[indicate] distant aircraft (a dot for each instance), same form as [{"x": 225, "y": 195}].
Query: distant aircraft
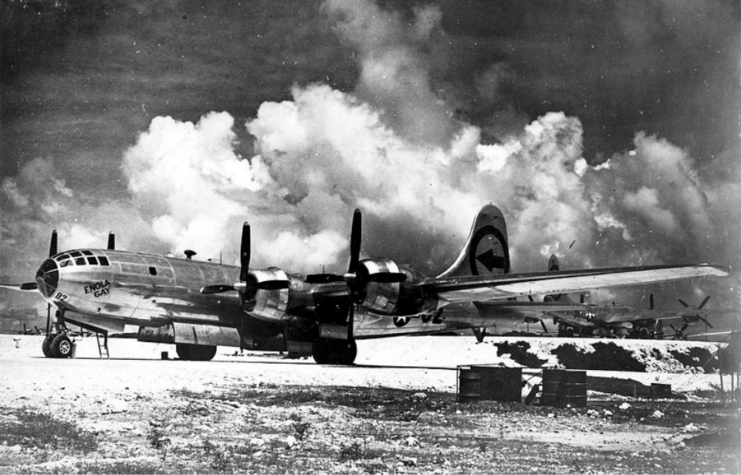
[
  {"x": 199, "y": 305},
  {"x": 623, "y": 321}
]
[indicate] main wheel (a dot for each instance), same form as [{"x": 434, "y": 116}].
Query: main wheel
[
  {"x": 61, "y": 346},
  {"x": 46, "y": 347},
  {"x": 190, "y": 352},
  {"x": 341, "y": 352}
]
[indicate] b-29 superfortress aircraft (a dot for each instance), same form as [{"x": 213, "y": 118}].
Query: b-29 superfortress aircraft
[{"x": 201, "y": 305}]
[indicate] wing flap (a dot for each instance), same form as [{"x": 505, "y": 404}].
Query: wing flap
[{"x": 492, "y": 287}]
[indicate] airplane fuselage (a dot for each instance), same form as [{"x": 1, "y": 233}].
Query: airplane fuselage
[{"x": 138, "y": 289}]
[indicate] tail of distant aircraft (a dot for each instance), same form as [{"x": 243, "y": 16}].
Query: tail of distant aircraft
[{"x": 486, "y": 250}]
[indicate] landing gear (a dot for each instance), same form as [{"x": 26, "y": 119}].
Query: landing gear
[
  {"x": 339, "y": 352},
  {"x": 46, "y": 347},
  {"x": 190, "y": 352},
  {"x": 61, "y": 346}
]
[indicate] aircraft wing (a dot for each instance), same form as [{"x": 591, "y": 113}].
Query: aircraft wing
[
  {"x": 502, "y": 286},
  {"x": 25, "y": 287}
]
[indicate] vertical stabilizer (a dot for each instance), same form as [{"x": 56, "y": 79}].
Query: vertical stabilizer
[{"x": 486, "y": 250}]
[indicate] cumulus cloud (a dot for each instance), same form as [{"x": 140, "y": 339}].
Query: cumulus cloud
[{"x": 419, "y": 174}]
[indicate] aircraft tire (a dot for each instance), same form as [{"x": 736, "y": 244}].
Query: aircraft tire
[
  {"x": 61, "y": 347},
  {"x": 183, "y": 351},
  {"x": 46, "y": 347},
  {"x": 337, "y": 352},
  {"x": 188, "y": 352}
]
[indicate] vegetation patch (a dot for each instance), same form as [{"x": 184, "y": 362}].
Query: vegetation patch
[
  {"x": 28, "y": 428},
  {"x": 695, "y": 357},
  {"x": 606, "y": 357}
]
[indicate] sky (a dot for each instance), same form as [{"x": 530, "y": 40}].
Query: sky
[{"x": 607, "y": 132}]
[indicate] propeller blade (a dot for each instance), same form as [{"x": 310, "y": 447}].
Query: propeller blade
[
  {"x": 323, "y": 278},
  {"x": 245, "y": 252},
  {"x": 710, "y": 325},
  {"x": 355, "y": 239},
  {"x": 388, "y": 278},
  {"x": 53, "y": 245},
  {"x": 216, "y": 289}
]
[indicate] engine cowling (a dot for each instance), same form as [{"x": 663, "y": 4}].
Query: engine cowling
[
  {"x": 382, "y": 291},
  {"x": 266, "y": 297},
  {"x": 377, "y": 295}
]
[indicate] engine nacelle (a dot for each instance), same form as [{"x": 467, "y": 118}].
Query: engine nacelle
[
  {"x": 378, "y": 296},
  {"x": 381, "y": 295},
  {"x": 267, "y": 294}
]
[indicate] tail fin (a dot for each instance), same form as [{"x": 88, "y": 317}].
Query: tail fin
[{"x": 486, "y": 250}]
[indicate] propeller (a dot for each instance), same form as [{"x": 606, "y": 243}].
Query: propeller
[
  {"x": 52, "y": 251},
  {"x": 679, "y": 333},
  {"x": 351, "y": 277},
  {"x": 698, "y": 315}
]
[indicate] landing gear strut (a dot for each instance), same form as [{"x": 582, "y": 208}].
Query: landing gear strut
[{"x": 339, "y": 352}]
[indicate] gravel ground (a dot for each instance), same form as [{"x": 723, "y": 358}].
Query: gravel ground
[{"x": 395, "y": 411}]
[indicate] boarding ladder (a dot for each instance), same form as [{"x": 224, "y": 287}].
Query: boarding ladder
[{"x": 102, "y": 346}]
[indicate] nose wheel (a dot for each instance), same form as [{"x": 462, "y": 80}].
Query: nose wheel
+---+
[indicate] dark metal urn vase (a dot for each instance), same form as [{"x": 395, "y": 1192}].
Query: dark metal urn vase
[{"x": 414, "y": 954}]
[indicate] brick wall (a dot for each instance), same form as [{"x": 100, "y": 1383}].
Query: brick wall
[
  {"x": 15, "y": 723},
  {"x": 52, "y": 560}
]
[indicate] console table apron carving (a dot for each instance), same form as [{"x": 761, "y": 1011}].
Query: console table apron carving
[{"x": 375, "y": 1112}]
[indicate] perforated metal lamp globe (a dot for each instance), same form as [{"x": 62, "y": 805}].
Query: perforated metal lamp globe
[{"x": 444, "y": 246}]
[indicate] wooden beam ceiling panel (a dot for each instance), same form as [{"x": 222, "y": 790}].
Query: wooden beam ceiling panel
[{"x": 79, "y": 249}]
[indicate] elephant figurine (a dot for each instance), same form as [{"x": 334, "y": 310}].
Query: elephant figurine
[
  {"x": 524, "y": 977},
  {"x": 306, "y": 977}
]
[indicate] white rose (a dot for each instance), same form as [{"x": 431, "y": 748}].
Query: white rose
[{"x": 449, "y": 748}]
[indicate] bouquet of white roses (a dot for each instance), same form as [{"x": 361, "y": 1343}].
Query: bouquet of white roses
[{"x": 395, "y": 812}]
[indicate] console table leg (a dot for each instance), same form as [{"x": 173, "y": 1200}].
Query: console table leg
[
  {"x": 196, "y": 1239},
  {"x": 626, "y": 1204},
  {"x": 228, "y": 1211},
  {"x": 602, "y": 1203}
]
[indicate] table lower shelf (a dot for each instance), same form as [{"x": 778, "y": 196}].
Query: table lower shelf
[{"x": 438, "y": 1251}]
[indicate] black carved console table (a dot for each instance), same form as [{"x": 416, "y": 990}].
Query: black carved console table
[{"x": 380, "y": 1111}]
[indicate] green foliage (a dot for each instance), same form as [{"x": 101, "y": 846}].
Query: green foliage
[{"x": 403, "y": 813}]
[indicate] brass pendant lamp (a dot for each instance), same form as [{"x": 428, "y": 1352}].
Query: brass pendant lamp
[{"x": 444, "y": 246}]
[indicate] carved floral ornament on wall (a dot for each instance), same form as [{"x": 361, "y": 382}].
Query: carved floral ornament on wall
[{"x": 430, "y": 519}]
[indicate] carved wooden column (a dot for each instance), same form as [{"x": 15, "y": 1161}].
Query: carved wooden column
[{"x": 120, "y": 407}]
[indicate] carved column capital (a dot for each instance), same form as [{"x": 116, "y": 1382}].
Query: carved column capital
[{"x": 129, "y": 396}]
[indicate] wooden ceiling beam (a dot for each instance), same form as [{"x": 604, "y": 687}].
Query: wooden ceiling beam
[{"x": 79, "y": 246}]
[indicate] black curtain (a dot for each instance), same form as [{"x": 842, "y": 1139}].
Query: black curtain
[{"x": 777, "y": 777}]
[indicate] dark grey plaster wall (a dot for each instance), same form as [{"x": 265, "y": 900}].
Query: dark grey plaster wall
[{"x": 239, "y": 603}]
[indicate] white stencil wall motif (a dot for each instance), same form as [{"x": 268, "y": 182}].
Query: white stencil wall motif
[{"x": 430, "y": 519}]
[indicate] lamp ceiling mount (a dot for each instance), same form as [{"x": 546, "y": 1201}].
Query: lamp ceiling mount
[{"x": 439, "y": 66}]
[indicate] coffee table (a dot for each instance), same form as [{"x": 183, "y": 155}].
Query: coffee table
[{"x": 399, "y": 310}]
+---+
**Work instructions**
Gather every line in the rows above that contains the string "main", and copy each such line unchanged.

**Final result**
[indicate] main wheel (a dot for each instance), same form as [{"x": 434, "y": 116}].
Query: main wheel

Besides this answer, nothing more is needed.